- Stated exercise -
Recast the entries below as a Markdown table with two columns, Row and Text. Give each line its own numbered row, and leave out blank lines.

◇ ◇ ◇ ◇ ◇

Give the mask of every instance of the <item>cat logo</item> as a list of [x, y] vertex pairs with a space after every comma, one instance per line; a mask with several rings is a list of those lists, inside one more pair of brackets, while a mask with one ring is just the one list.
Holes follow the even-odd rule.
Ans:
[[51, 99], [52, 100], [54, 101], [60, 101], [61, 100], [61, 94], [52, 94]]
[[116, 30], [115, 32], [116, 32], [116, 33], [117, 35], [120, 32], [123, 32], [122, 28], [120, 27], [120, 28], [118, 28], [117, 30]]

◇ ◇ ◇ ◇ ◇

- Answer to this task -
| Row | Text |
|---|---|
| 1 | Give the mask of every instance of the <item>cat logo</item> as a list of [x, y] vertex pairs with a space after every comma, one instance per line; a mask with several rings is a list of those lists, inside one more pair of brackets, while a mask with one ring is just the one list. |
| 2 | Holes follow the even-odd rule. |
| 3 | Ans: |
| 4 | [[51, 99], [52, 100], [54, 101], [60, 101], [61, 100], [61, 94], [52, 94]] |
| 5 | [[116, 30], [115, 32], [116, 32], [116, 33], [117, 35], [120, 32], [123, 32], [122, 28], [120, 27], [120, 28], [118, 28], [117, 30]] |